Looking at each line of the data below, tally those that contain the word "blurred" and give only the total.

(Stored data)
^^^^^^^^

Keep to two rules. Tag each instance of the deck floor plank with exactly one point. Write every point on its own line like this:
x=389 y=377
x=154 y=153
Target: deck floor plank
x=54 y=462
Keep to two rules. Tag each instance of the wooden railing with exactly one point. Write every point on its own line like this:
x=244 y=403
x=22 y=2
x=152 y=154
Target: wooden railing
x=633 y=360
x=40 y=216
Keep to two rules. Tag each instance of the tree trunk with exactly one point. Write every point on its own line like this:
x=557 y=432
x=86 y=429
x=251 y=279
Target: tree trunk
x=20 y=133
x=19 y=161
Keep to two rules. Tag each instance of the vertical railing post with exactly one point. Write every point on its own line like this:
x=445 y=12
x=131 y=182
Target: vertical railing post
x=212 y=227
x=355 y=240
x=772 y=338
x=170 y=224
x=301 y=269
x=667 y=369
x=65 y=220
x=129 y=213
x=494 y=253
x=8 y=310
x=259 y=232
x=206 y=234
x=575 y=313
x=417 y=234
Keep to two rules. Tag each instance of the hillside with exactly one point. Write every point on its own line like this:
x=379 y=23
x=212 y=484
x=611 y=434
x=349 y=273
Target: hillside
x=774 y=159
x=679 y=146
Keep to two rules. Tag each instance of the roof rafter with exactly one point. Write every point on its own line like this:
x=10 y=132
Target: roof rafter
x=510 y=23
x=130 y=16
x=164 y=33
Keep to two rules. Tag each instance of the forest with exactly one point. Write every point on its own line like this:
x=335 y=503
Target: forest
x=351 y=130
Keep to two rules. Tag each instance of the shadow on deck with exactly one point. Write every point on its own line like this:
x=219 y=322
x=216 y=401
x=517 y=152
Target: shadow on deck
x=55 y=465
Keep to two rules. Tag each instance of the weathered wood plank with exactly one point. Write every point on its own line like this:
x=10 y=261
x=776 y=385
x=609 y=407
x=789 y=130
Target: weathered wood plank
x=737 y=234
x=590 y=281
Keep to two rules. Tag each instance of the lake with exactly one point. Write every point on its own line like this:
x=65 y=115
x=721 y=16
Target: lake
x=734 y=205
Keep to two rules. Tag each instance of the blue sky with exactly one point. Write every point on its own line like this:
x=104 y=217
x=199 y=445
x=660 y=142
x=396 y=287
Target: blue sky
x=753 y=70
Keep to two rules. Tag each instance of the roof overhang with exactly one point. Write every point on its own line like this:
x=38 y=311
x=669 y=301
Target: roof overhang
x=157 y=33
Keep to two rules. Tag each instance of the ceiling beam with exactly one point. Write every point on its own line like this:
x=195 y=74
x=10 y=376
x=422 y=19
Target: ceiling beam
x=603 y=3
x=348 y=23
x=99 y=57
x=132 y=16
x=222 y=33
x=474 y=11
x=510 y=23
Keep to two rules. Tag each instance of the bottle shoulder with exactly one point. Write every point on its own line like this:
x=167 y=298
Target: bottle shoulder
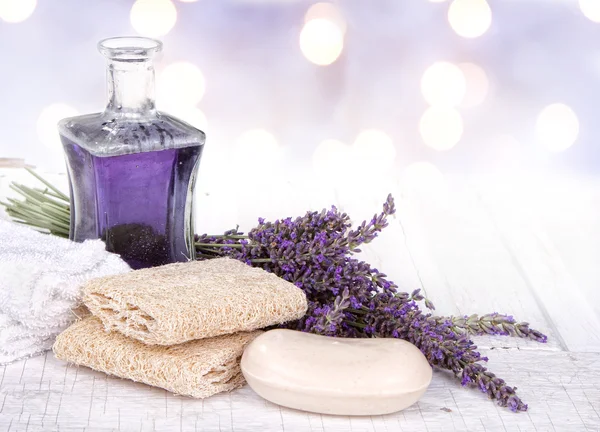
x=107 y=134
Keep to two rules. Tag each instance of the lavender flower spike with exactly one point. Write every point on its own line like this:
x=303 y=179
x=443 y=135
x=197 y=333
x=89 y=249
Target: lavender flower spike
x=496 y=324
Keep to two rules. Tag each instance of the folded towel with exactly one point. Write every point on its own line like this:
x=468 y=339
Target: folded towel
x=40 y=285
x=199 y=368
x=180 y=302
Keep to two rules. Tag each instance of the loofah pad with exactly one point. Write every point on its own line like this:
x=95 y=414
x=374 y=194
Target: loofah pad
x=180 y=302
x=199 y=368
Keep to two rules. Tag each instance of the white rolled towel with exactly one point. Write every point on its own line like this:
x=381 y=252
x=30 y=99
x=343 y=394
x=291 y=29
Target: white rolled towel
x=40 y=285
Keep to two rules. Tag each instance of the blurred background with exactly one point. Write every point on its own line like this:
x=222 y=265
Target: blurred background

^^^^^^^^

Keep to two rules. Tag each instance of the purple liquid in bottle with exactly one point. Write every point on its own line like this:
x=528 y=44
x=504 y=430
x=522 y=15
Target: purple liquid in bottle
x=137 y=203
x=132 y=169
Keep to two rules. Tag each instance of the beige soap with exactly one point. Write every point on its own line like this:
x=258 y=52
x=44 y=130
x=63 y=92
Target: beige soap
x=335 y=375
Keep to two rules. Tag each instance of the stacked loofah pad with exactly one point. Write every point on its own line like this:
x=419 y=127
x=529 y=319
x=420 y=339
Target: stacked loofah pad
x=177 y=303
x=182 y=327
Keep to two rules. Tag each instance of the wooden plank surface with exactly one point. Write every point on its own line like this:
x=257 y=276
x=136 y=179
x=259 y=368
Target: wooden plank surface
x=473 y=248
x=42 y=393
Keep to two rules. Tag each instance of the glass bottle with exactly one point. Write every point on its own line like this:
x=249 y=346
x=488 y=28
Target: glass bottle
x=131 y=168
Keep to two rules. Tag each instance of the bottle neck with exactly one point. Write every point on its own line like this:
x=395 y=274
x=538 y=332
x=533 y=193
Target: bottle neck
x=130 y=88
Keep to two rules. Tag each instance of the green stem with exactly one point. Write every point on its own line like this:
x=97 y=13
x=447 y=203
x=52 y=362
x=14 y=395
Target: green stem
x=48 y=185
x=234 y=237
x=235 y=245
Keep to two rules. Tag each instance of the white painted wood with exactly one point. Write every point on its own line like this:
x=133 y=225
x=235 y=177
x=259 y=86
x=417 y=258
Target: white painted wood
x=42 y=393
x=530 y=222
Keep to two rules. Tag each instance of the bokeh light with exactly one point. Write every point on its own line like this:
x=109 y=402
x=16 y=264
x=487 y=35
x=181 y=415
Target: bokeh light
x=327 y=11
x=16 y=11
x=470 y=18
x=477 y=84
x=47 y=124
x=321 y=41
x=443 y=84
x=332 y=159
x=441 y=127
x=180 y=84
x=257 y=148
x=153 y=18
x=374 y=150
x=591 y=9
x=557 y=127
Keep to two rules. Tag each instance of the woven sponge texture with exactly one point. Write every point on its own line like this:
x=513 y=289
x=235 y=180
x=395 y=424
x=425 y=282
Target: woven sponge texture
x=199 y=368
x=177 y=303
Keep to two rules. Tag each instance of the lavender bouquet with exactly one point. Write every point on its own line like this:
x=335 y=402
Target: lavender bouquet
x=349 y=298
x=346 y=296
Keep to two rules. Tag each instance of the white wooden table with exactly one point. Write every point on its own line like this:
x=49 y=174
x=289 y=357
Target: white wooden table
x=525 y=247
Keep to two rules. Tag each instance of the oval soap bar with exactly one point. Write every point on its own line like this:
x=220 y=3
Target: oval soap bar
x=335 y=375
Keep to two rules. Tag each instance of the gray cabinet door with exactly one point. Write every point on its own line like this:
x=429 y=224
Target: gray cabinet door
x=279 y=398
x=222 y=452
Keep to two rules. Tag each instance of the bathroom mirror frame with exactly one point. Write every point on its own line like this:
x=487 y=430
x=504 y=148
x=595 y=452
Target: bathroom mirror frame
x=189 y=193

^^^^^^^^

* Solution to this task:
2